*Goal of the exercise*
Go through the lines below and retype each one exactly.

- - - - - - -

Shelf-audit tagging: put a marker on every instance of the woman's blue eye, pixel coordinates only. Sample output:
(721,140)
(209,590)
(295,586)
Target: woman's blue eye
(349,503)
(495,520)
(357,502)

- - - - - - -

*Written reply*
Shelf-audit tagging: put a marker on every instance of the woman's blue eye, pixel coordinates only. Sample output:
(721,140)
(209,590)
(295,586)
Target: woman's blue eye
(349,503)
(495,520)
(357,502)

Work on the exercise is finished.